### GIVEN DATA
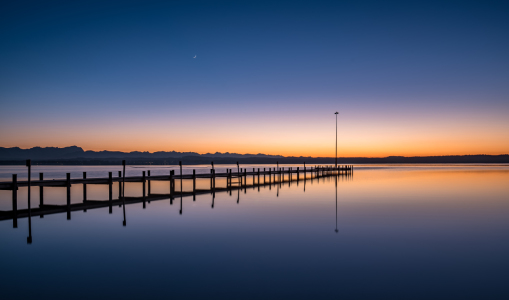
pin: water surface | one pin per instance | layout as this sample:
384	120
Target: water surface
419	232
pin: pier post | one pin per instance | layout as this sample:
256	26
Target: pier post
68	175
148	182
119	185
41	194
230	181
194	185
15	200
143	180
84	188
172	185
211	175
110	186
214	178
29	165
245	180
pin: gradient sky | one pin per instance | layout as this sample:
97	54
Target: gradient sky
408	78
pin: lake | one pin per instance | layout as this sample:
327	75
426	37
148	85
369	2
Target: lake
387	231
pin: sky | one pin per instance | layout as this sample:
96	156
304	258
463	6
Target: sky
408	78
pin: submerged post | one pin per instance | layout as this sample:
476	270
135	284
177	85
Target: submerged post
143	180
119	185
68	175
41	194
124	223
110	186
148	182
29	238
15	200
84	188
194	185
172	185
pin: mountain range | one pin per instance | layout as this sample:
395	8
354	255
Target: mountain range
76	155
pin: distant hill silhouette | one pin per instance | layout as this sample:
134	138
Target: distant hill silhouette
76	155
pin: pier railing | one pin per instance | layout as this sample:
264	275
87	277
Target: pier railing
235	180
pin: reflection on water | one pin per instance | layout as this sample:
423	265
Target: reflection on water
402	232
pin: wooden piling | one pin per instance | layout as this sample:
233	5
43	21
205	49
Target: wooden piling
148	182
41	193
143	181
15	200
110	186
68	185
194	185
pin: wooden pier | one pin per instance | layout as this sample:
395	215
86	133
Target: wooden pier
235	180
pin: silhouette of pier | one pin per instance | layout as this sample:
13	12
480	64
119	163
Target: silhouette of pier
240	179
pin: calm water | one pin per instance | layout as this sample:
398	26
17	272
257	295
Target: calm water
408	232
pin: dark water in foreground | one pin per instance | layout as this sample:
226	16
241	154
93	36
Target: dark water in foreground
401	232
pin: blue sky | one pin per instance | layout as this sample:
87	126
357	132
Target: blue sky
122	63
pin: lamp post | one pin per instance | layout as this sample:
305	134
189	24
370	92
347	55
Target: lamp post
336	113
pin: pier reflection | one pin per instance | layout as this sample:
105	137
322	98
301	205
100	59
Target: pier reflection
276	178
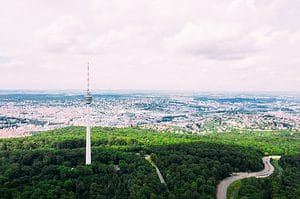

### WHAT THIS TASK INVOLVES
Beginning at the line that contains "pin: pier reflection" and continuing through the last of the lines, write out each line again, including the requests, and add 29 to every number in the answer coordinates. Leave the sample coordinates unchanged, and leave the pictures out.

### SOLUTION FOR THIS PROBLEM
pin: pier reflection | one pin per instance | layout as this sample:
105	137
322	98
301	205
100	59
Target: pier reflection
305	207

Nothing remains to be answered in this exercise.